> [EXERCISE TASK] From the records below, extract each line that contains the string "segment" and copy those lines unchanged.

::: DATA EXCERPTS

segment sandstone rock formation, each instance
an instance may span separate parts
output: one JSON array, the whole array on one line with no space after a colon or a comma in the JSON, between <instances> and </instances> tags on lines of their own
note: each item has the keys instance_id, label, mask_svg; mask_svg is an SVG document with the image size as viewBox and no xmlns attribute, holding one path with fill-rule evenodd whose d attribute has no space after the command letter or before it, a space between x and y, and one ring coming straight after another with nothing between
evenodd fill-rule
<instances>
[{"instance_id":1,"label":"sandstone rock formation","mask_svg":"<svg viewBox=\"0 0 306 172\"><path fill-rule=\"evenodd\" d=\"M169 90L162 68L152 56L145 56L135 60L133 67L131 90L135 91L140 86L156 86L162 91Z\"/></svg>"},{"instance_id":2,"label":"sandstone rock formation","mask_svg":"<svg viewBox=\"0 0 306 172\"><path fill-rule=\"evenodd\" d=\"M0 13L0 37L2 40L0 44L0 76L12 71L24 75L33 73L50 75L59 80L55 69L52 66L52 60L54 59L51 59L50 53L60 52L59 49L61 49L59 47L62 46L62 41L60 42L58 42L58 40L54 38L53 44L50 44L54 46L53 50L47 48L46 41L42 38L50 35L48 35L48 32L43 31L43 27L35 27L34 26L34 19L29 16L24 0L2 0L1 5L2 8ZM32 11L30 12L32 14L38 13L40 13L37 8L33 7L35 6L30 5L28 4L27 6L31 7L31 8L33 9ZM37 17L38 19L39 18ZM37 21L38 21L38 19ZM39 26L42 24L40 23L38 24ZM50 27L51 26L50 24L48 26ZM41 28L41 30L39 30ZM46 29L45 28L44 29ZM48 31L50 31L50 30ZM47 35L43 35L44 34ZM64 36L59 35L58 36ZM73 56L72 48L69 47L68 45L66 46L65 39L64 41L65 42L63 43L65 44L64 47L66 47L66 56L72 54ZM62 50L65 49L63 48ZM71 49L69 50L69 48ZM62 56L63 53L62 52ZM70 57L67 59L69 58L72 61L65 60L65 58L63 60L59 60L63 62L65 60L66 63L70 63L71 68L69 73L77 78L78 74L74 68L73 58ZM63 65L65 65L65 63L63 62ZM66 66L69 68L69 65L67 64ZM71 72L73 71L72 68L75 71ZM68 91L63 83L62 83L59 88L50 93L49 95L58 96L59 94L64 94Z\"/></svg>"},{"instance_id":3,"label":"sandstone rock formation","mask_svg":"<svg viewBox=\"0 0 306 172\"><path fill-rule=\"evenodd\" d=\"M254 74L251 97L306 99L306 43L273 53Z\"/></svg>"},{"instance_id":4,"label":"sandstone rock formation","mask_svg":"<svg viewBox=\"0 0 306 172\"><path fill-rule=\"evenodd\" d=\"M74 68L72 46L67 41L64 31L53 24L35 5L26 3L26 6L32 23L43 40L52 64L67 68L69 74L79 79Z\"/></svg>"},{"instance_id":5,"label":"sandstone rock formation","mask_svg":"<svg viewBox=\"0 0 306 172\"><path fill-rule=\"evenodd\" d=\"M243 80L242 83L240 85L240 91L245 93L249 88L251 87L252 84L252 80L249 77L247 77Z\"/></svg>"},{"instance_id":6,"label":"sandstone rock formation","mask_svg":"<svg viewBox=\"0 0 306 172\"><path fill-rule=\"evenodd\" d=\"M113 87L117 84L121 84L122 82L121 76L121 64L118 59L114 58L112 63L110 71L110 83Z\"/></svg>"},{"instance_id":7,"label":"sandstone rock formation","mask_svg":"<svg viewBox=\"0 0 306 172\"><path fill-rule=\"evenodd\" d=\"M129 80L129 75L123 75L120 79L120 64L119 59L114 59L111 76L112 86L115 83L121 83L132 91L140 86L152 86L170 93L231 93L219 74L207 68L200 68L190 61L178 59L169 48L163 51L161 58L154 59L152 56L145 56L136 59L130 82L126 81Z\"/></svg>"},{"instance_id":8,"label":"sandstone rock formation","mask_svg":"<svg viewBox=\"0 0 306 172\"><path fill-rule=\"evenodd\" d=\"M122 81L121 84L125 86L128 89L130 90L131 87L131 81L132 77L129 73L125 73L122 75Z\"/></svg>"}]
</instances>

::::::
::: DATA EXCERPTS

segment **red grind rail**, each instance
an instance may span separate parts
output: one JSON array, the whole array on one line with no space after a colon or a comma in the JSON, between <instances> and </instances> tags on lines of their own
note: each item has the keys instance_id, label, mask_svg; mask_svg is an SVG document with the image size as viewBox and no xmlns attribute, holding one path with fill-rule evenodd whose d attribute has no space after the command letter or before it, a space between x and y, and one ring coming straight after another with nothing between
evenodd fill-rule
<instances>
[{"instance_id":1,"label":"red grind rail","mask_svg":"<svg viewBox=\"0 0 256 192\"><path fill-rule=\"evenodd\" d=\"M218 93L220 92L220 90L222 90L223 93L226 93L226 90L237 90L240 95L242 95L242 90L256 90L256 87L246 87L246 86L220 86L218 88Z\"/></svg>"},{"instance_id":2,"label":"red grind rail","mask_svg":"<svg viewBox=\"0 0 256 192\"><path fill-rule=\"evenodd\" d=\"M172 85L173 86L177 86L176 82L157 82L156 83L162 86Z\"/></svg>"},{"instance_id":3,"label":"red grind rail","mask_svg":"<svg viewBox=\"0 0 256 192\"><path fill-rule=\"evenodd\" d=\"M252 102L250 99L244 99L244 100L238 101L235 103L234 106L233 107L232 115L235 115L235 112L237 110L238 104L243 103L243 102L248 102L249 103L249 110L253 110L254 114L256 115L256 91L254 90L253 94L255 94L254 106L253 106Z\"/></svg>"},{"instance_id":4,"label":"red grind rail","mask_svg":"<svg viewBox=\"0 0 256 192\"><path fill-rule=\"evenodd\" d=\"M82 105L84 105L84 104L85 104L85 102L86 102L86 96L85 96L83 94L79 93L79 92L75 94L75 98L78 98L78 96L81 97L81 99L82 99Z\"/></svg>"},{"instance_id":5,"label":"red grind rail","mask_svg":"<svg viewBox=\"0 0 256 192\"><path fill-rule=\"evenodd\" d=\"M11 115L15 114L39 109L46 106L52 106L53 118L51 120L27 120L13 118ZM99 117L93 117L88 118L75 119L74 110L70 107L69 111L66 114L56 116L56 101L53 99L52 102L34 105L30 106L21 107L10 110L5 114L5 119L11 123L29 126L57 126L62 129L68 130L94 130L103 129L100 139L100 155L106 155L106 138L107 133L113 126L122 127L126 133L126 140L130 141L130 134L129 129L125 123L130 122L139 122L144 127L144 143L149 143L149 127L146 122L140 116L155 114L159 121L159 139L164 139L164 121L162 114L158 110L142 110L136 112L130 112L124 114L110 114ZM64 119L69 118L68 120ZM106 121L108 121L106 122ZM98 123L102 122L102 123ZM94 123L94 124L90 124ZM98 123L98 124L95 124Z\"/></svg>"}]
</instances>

::::::

> [EXERCISE ANSWER]
segment sandstone rock formation, each instance
segment **red grind rail**, each instance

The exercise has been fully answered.